THE REQUEST » Rescale the coordinates in the data below, starting at the line that contains "Practice. Identify the cobblestone" and running through the end of the data. Give every one of those lines again, requests included, with each coordinate in the answers multiplied by 0.6 and rounded to a whole number, halves rounded up.

Position identification data »
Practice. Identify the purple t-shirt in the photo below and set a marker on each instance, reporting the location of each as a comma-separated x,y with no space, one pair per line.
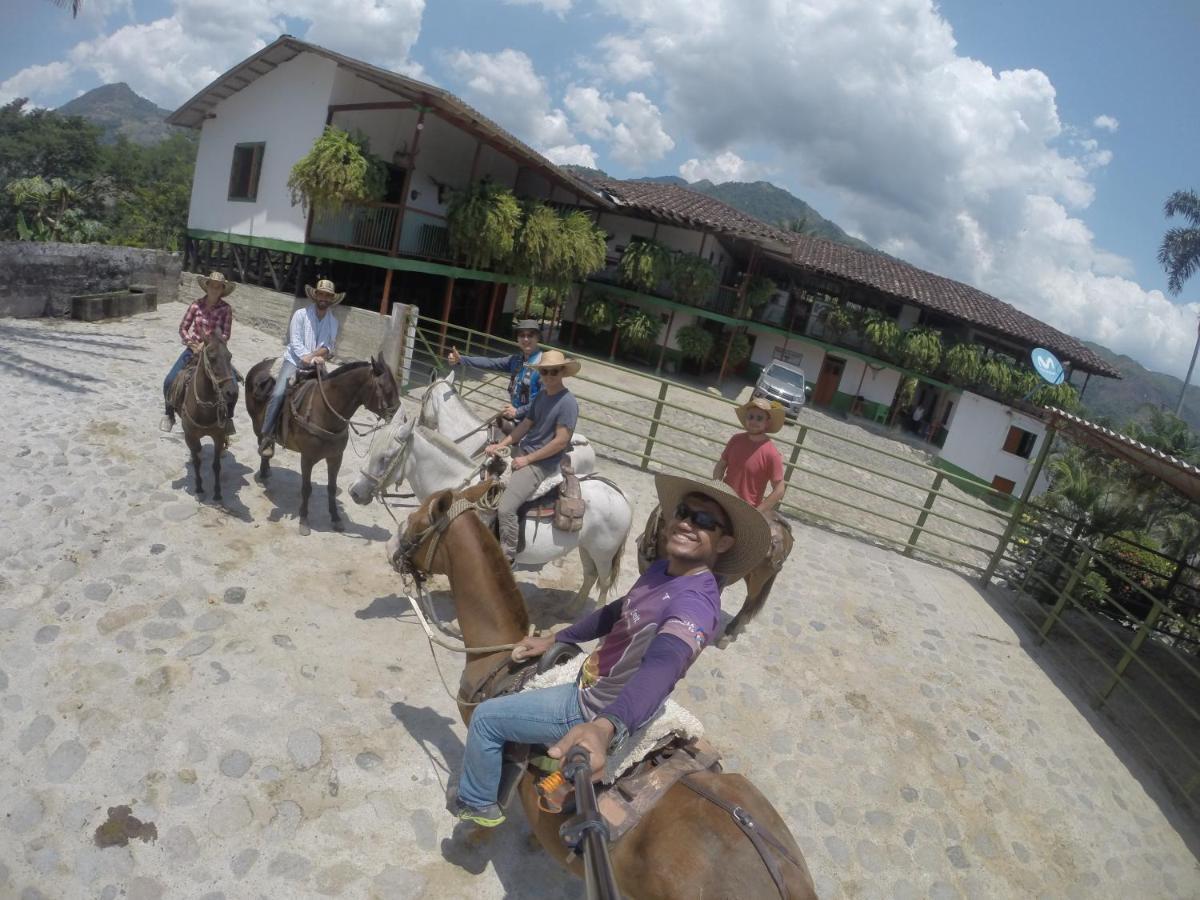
685,607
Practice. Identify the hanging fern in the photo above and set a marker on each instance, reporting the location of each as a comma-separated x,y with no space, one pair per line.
883,335
695,343
691,279
598,312
643,264
483,221
739,349
337,171
759,291
964,364
639,329
921,349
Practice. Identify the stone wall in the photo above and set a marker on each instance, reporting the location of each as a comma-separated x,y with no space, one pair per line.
41,279
360,333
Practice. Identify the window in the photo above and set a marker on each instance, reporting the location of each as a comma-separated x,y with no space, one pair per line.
1020,442
247,162
1003,485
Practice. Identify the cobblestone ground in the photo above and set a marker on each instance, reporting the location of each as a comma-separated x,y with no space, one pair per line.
262,705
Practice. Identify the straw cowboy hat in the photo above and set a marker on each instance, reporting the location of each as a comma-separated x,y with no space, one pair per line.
227,287
555,359
773,409
327,286
751,532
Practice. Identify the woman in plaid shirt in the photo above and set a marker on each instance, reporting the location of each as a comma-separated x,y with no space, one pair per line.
203,317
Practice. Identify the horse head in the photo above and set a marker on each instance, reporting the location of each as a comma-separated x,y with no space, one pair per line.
384,460
217,361
413,550
384,397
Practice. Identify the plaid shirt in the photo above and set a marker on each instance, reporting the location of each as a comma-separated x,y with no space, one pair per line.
201,321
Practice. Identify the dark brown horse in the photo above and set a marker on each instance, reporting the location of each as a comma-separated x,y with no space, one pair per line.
652,544
316,418
685,846
208,388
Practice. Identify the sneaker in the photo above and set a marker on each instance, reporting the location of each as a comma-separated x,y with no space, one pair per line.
486,817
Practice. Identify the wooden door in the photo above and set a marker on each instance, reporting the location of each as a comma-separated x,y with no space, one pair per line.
828,381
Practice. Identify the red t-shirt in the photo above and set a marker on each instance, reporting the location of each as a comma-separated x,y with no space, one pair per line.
750,466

OUTPUT »
Practice. Identify the cobblestone ground in the photo above and set a marker on each instance, reporting the location of each as a comma-separated x,y with no space, one pair per line.
157,423
Practice. Identify the straw cowboy hat in the photo above and set a marker on each instance, reporting the location of each as a comma-separated x,y with no space, one pair per line.
136,172
333,215
464,245
196,172
451,319
Practice. Identify the woman in plaid shirt in the photo above and set a marker on each instance, reporting the location of each as a comma-separated x,y with no space, one pair per line.
122,190
Practice. Identify the horse head in the photo above and set a marker on each instance, reporting the location of each as a comma-separated x,y with no space, one pair per line.
230,276
130,217
248,330
230,238
Practice. Identify the plaid shirt in the photo above and set a marker on each instance, reporting the location of each as a comma-separated x,y with no space, one pair per line.
121,193
Practice. Identify the dark brown horse in the photo above and set a marker on each instance, reporting the location of each as a comma-separated x,y with no space, one pair per line.
391,326
190,251
411,508
125,233
Practice. Identify the sneaker in the photo above and set a marker on each instance, reporting the location of each as a comma-separated x,y with no space, one pair per line.
292,490
Practice. Identify the wooden door in the photo above and set a marker on each instance, reporting the location of each as a comma-separated x,y with no space, one pair per line.
497,229
Practice. Identify the red t-shirt in the photo above and set a marker on each instance, reporting the location of each as a comma-separated x,y with no space, one pair per line.
450,280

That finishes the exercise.